**题目 A**: 阅读材料的代码中定义的类叫什么名字?

2019年11月

7.编写将正整数n分解成素数乘积的程序
IMG_20191117_005651.jpg

#include<iostream>
#include<vector>
#include<algorithm>
#include<cmath>
using namespace std;
class mathTheory {
    vector<int> p,k;
    vector<int> primeTab;

    public:
    mathTheory(){
        p.clear();
        k.clear();
        primeTab.clear();
    }
        //simplest way
        void resolv_simple(int n)
        {
            if(checkisPri(n))
                {
                    p.push_back(n);
                    k.push_back(1);
                    return;
                }
            for(int i=2;i<=n;i++)
            {
                if(checkisPri(n))
                {
                    p.push_back(n);
                    k.push_back(1);
                    break;

                }
                if(checkisPri(i))
                {
                    int tk=0;
                    if(n%i==0)
                    {
                        p.push_back(i);
                    while(n%i==0)
                    {
                        n = n/i;
                        tk++;
                    }
                        k.push_back(tk);
                    }
                }
            }

        }
        int checkisPri(int p)
        {
            if(!primeTab.size() > 0)
            {

            for(int i=2;i<p;i++)
            {
                if(p%i==0)
                {
                    return 0;
                }
            }
            return 1;
            }
            else
            {
                for(vector<int>::const_iterator tp =primeTab.begin();tp!=primeTab.end();tp++)
                {
                    if(p%*tp==0)
                    {
                        return 0;
                    }
                }
                for(int i=100;i<sqrt(p);i++)

数据集中列出的条目
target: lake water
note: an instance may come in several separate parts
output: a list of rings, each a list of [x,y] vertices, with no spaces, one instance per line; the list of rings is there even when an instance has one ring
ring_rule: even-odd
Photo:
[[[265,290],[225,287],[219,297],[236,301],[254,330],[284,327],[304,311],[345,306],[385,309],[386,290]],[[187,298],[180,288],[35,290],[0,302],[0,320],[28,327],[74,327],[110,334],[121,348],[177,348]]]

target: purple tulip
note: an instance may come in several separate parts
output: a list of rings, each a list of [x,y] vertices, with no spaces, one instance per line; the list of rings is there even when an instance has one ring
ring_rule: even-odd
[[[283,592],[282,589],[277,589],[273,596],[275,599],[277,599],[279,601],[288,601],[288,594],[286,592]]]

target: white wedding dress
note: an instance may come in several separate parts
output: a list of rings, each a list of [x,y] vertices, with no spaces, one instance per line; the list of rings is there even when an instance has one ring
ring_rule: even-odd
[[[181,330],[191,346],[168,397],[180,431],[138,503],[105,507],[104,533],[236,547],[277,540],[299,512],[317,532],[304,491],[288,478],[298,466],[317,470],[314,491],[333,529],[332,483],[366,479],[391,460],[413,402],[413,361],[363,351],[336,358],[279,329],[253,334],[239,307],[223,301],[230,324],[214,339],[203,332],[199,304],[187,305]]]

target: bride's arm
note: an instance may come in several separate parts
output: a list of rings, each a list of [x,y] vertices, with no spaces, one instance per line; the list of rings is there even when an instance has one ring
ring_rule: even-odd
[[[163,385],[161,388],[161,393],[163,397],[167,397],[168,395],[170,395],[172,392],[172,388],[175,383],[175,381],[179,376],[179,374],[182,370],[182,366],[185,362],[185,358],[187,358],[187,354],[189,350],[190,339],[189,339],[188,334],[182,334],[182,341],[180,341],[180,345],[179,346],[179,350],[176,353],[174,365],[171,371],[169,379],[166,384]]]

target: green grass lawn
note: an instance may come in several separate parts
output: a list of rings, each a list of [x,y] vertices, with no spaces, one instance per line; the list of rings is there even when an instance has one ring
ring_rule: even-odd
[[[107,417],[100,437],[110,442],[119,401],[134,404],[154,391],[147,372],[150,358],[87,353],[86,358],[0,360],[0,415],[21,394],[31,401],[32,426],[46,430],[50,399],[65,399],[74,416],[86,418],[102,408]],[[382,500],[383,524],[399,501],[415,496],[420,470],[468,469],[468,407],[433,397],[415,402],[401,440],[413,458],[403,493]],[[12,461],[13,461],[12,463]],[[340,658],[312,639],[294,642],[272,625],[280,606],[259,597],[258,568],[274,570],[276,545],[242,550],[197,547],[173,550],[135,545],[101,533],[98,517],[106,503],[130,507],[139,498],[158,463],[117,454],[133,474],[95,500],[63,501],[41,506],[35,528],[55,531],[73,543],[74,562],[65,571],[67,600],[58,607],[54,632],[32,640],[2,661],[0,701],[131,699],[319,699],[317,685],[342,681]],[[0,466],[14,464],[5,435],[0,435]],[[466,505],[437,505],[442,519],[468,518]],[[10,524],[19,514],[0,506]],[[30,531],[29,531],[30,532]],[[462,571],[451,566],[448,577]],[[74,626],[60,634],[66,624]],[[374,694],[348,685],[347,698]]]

**题目 B**: 从列表中挑出含有字符串“target”的每一行,注意大小写须完全一致。

**参考答案 A**: mathTheory

**参考答案 B**:
target: lake water
target: purple tulip
target: white wedding dress
target: bride's arm
target: green grass lawn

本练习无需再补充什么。